Work instruction: For this exercise, return exactly the lines of the material below that begin at the one with "tote on this basis." and stop after the one with "sidewalk on this basis.".

Available records:
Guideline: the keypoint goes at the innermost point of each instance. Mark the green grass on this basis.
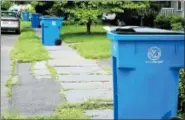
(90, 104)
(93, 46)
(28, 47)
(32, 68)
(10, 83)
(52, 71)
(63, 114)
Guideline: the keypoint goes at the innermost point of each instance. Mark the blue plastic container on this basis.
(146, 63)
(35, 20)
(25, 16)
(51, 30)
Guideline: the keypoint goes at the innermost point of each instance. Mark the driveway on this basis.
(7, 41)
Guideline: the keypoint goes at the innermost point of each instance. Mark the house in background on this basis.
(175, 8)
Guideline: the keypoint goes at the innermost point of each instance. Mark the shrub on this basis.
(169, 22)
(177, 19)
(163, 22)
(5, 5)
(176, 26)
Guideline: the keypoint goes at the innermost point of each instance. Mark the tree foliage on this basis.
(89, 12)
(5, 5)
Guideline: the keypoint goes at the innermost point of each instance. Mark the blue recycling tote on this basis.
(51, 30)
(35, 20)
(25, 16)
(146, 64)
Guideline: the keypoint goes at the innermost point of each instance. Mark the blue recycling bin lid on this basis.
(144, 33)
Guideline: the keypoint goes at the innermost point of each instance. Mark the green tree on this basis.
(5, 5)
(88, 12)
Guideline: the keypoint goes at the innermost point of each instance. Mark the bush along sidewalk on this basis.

---

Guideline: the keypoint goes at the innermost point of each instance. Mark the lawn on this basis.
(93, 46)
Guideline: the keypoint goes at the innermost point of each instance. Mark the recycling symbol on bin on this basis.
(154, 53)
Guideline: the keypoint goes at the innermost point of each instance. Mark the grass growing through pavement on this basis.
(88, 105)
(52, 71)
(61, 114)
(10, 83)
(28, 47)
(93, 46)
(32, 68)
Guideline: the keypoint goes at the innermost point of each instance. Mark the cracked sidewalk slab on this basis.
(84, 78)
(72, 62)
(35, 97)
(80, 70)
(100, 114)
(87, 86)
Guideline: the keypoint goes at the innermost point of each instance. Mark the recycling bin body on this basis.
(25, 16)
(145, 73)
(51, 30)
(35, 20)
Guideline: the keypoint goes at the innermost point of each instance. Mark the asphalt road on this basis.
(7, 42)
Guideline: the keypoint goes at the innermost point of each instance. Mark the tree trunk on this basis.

---

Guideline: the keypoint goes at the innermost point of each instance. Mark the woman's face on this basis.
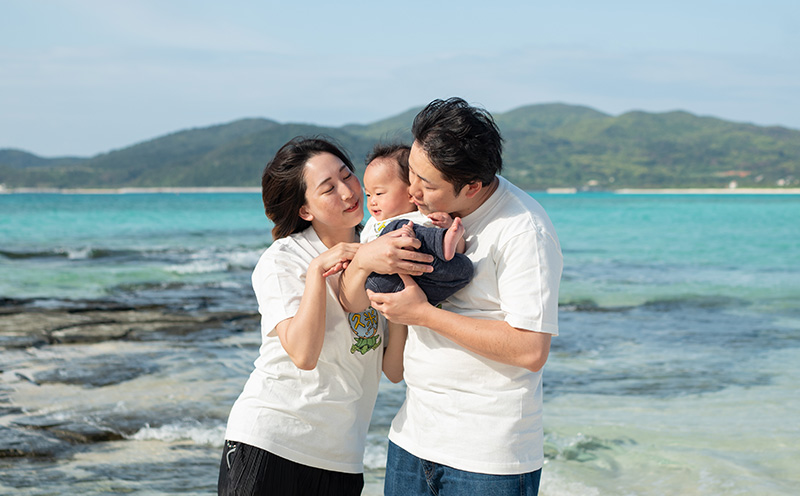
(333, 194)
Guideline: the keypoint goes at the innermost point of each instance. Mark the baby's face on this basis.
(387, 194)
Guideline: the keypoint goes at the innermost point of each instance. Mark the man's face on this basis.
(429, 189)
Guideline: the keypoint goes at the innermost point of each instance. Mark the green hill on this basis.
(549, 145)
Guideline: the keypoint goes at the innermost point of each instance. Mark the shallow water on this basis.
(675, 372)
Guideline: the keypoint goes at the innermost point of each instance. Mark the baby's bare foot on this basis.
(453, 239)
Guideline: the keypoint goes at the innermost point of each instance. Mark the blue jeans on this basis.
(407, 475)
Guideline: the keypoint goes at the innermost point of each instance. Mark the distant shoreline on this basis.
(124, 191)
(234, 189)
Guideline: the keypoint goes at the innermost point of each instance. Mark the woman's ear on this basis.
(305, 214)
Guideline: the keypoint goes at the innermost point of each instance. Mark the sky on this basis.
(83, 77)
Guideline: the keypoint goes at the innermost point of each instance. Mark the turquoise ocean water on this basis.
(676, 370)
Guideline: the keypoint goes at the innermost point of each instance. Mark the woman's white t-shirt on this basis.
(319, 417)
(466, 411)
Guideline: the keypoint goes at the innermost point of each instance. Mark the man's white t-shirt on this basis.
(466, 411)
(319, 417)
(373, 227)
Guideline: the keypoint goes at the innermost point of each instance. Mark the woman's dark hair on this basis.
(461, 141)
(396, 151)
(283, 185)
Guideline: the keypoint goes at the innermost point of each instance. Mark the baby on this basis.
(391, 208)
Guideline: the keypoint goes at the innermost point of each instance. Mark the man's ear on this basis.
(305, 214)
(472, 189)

Task solution:
Guideline: the keypoint goes at the innermost point of each instance. Mark the blue recycling tote on this basis.
(51, 30)
(35, 20)
(25, 16)
(146, 64)
Guideline: the keypoint goes at the innermost point of each instance. Mark the blue recycling bin lid on this basis.
(144, 33)
Guideline: the keypoint goes at the innermost point of each instance. Mark the green tree on this basis.
(5, 5)
(88, 12)
Guideline: the keypoint goes at the innermost point of each instance. Mark the bush along sidewalk on this basis.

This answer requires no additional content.